## PROBLEM STATEMENT
Reproduce verbatim the portion of the items below that begins with the line containing "[locate] asphalt road" and continues through the final line of the items, including both boundary lines.

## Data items

** start **

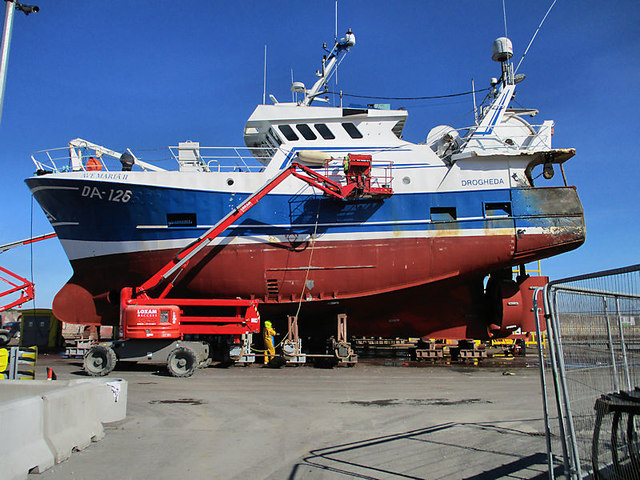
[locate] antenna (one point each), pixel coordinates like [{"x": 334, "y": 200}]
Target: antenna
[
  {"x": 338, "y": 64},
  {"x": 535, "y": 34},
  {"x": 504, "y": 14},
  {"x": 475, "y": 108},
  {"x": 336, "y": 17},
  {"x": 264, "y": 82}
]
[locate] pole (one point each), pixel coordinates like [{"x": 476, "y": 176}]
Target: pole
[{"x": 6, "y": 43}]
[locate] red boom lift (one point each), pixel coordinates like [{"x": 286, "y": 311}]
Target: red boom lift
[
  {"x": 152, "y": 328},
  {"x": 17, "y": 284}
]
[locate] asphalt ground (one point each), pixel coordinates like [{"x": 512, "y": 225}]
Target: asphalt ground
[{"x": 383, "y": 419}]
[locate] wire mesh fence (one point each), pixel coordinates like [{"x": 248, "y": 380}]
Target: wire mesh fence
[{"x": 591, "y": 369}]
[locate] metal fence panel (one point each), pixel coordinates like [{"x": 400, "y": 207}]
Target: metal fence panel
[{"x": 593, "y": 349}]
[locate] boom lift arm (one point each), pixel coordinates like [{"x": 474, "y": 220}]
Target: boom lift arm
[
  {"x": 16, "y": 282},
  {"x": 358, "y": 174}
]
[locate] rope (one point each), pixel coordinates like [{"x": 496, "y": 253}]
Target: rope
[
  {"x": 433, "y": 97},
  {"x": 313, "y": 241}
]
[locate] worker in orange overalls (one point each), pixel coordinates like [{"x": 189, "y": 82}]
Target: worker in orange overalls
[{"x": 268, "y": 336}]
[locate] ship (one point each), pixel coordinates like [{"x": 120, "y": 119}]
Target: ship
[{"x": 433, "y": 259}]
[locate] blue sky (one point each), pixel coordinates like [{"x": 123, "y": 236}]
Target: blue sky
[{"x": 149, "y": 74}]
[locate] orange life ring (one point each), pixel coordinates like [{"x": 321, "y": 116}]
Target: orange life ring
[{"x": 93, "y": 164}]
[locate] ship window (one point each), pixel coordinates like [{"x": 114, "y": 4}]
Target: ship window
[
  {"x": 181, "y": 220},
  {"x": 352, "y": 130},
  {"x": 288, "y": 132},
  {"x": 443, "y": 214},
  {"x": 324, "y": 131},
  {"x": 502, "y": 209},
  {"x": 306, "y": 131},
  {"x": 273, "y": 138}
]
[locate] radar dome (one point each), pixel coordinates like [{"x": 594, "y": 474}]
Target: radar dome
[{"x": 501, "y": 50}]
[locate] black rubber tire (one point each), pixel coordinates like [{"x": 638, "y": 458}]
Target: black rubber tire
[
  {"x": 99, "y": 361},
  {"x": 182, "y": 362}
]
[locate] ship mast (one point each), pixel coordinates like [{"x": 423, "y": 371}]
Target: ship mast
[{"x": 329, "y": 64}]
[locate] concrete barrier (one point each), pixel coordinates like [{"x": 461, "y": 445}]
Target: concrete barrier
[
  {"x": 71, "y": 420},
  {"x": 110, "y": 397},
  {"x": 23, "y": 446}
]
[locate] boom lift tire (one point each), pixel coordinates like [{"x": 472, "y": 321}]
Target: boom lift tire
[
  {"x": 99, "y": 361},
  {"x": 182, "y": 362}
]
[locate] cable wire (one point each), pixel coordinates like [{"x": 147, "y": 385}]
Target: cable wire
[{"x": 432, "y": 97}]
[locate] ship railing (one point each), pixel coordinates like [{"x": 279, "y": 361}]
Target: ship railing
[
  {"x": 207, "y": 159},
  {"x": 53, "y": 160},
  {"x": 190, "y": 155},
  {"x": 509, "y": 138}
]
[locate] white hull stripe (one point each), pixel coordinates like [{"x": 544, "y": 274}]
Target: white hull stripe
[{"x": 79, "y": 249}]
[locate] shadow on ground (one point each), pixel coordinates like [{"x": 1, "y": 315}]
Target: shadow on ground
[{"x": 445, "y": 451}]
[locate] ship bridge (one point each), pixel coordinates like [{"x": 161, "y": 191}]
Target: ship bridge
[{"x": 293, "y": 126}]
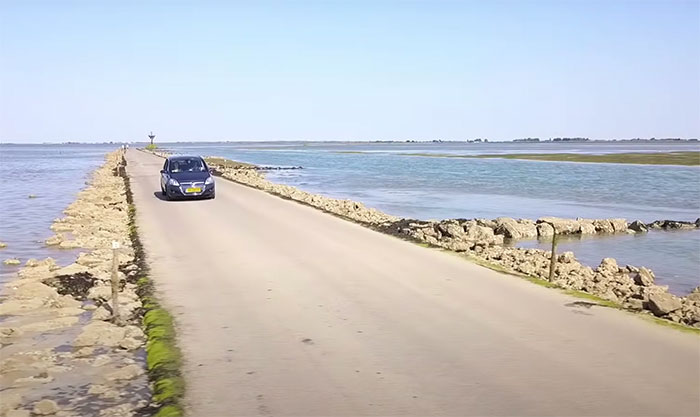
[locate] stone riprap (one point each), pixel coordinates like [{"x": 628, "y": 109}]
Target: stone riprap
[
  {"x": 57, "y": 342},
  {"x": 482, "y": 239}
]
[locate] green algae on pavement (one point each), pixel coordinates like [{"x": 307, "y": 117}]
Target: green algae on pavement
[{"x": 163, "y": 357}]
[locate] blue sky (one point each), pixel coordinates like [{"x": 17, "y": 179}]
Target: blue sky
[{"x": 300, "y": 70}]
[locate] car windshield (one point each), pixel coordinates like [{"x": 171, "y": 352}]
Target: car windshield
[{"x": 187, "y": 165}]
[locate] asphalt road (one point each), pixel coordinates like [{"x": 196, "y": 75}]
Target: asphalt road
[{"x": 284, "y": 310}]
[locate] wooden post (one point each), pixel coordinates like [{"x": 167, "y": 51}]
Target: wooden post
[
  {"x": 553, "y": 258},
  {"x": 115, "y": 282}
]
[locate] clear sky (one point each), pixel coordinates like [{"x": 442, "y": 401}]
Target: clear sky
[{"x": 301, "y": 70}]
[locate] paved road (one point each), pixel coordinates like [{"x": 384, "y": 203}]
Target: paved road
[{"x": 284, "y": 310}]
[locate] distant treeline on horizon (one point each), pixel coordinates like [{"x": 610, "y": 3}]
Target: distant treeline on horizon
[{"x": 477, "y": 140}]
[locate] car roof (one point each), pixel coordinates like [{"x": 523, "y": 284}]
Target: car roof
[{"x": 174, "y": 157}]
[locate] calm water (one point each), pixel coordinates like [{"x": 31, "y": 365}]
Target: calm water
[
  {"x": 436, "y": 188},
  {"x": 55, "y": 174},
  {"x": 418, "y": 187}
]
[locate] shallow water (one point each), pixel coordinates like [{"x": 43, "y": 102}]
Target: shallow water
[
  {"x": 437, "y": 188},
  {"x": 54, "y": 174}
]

** end **

## SOLUTION FOR THIS PROBLEM
[locate] asphalt road (one point each), pixel coordinates like [{"x": 196, "y": 75}]
Target: asphalt road
[{"x": 284, "y": 310}]
[locate] wooden post (one point each), pixel coordinates like [{"x": 167, "y": 51}]
Target: wooden post
[
  {"x": 553, "y": 258},
  {"x": 115, "y": 282}
]
[locate] clear sky (one point each), pixel coordinates like [{"x": 442, "y": 401}]
Target: clear sky
[{"x": 301, "y": 70}]
[locate] paved road (one point each), pixel coordinates like [{"x": 384, "y": 203}]
Target: paved road
[{"x": 284, "y": 310}]
[locate] distant treeline on horizon (one point each), pixel coordinates like [{"x": 610, "y": 3}]
Target: distant treeline on horizon
[{"x": 477, "y": 140}]
[locate] car roof (one point each), pixel coordinates like [{"x": 523, "y": 284}]
Target: car roof
[{"x": 174, "y": 157}]
[locate] calm water (one point each), pixel coordinates like [{"x": 31, "y": 365}]
Target: calm water
[
  {"x": 436, "y": 188},
  {"x": 55, "y": 174},
  {"x": 418, "y": 187}
]
[locate] shallow water (one point each), pixel coordinates like [{"x": 43, "y": 102}]
Target: shallow water
[
  {"x": 437, "y": 188},
  {"x": 54, "y": 174}
]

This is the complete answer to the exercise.